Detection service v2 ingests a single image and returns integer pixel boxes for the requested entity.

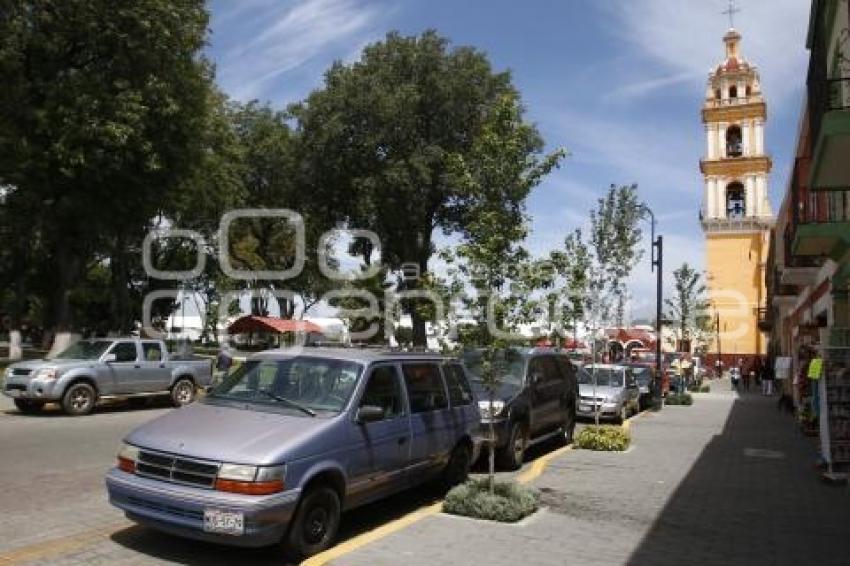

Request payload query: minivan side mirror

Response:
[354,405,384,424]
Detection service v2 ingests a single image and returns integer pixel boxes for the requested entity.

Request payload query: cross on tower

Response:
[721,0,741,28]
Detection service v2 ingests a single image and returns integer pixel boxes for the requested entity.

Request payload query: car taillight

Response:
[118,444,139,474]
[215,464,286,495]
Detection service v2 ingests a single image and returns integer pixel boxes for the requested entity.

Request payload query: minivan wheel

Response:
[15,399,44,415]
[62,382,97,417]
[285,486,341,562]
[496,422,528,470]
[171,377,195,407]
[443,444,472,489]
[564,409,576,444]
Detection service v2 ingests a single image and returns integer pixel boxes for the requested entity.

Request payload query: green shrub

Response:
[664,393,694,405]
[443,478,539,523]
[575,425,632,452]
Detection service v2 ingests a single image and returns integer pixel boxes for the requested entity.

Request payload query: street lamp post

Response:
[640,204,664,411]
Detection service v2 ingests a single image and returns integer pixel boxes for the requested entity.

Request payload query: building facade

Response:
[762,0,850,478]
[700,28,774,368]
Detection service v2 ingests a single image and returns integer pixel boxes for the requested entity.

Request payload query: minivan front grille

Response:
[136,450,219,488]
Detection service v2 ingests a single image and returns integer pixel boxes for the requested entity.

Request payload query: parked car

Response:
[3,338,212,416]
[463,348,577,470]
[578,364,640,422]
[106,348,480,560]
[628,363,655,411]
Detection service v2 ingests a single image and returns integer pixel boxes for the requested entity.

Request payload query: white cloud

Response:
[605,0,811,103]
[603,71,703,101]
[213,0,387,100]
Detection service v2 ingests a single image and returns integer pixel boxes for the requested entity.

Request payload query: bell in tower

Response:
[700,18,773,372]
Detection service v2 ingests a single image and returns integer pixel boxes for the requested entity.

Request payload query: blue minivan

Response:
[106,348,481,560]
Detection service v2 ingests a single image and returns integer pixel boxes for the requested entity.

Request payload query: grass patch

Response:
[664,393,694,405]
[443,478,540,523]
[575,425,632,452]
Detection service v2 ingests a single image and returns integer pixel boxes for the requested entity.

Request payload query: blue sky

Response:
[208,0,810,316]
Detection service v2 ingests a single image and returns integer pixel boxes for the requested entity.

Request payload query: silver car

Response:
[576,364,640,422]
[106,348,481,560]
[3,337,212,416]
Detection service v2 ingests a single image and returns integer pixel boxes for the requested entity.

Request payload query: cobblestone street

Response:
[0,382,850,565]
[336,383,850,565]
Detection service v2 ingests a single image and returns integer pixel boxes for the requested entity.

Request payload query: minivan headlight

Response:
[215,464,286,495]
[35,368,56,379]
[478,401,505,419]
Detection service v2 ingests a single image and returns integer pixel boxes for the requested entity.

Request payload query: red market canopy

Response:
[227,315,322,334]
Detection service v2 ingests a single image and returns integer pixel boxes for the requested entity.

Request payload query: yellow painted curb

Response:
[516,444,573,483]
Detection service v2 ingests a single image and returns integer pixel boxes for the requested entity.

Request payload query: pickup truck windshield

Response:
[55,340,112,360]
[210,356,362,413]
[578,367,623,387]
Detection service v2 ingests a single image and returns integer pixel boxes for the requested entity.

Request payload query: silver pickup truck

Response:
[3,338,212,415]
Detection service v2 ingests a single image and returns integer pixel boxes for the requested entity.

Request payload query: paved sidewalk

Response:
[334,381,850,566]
· · ·
* **PROBLEM DETAILS**
Lay out every line of the records above as a Markdown table with the columns "Row" and "Record line", numbering the rows in order and skipping blank lines. Leave the pictures out of the answer.

* **TASK RESPONSE**
| Row | Record line |
|---|---|
| 1 | Detection service v2 ingests a single image and returns integer pixel boxes for the requested entity. |
| 2 | Request payload query: minivan side mirror |
| 3 | Response: |
| 4 | [354,405,384,424] |
| 5 | Detection service v2 ingests a single image and returns integer pixel boxes for the requested entity. |
| 6 | Request payload query: cross on tower |
| 7 | Response: |
| 8 | [721,0,741,28] |
| 9 | Detection service v2 ingests a single image and returns integer pixel boxes for the requested entity. |
| 10 | Request payload query: car taillight |
| 11 | Response: |
| 12 | [118,444,139,474] |
| 13 | [215,464,286,495] |
| 14 | Detection service v2 ingests a single image and returns integer pixel boxes for the requested entity. |
| 15 | Request payload query: minivan wheel |
| 16 | Response: |
| 17 | [15,399,44,415] |
| 18 | [62,382,97,417] |
| 19 | [285,486,341,562] |
| 20 | [496,422,528,470] |
| 21 | [171,377,195,407] |
| 22 | [443,444,472,489] |
| 23 | [564,409,576,444] |
| 24 | Detection service v2 ingests a single image and returns integer pixel boxes for the requested entity. |
| 25 | Request payload query: green shrub |
| 26 | Response: |
| 27 | [664,393,694,405] |
| 28 | [443,478,539,523] |
| 29 | [575,425,632,452] |
| 30 | Detection service v2 ingests a single image and returns integer pixel boxes for the requested entity. |
| 31 | Request payload query: street lamp post |
| 32 | Response: |
| 33 | [640,204,664,411] |
| 34 | Detection service v2 ingests a single image and returns integer pixel boxes for the requested entity. |
| 35 | Request payload query: building facade |
| 36 | Response: |
| 37 | [762,0,850,478] |
| 38 | [700,28,774,368] |
| 39 | Detection service v2 ingests a single image and returns integer pixel boxes for the requested entity. |
| 40 | Request payload query: minivan front grille |
| 41 | Response: |
| 42 | [136,450,219,488] |
| 43 | Detection service v2 ingests a single image and returns integer pixel boxes for the requested entity. |
| 44 | Request payload query: parked car |
| 45 | Response: |
| 46 | [3,338,212,416] |
| 47 | [463,348,577,470] |
| 48 | [578,364,640,422] |
| 49 | [106,348,480,560] |
| 50 | [628,363,655,411] |
| 51 | Detection service v2 ingests a single image and returns integer pixel boxes for the requested entity. |
| 52 | Request payload query: white cloud |
| 53 | Response: |
| 54 | [605,0,811,103] |
| 55 | [603,71,703,101] |
| 56 | [213,0,387,100] |
| 57 | Detection service v2 ingests a single image and returns integer pixel boxes for the requested entity. |
| 58 | Request payload query: bell in tower |
| 59 | Response: |
| 60 | [700,18,773,372] |
| 61 | Detection service v2 ingests a single image and returns integer pixel boxes for the requested entity. |
| 62 | Request payload query: blue minivan |
| 63 | Response: |
| 64 | [106,348,481,560] |
| 65 | Detection service v2 ingests a single image and returns integer pixel boxes for the requested entity. |
| 66 | Request payload query: grass patch |
| 67 | Response: |
| 68 | [664,393,694,405] |
| 69 | [443,478,540,523] |
| 70 | [575,425,632,452] |
| 71 | Detection service v2 ingests a single image and returns integer pixel boxes for the requested entity. |
| 72 | Request payload query: blue sky |
| 73 | Response: |
| 74 | [208,0,810,316] |
| 75 | Detection service v2 ingests a single image and returns integer pixel boxes for the requested entity. |
| 76 | Request payload query: silver car |
| 77 | Response: |
| 78 | [576,364,640,422] |
| 79 | [106,348,481,560] |
| 80 | [3,337,212,416] |
| 81 | Detection service v2 ingests a single image and returns integer pixel boxes for the requested entity. |
| 82 | Request payload query: cobblestone street |
| 83 | Response: |
| 84 | [0,382,850,565] |
| 85 | [336,383,850,565] |
| 86 | Detection service v2 ingests a single image and returns integer pixel boxes for the requested entity. |
| 87 | Request payload query: minivan headlight |
| 88 | Response: |
| 89 | [215,464,286,495] |
| 90 | [35,368,56,379] |
| 91 | [478,401,505,419] |
| 92 | Detection service v2 ingests a single image and returns integer pixel boxes for the requested entity. |
| 93 | Request payload query: red market canopy |
| 94 | Response: |
| 95 | [227,315,322,334] |
| 96 | Detection service v2 ingests a single image and returns integer pixel boxes for the requested entity. |
| 97 | Request payload query: yellow painted curb |
| 98 | Response: |
| 99 | [516,444,573,483] |
| 100 | Detection service v2 ingests a single image and returns integer pixel boxes for the requested entity. |
| 101 | Request payload query: pickup truck windshield |
| 102 | Response: |
| 103 | [55,340,112,360] |
| 104 | [210,356,362,413] |
| 105 | [578,367,623,387] |
| 106 | Detection service v2 ingests a single image and returns integer pixel boxes for the requested entity. |
| 107 | Request payload query: silver pickup truck |
| 108 | Response: |
| 109 | [3,338,212,415] |
| 110 | Detection service v2 ingests a single image and returns integer pixel boxes for the requested entity. |
| 111 | Request payload query: paved sidewalk |
| 112 | Response: |
| 113 | [334,381,850,566] |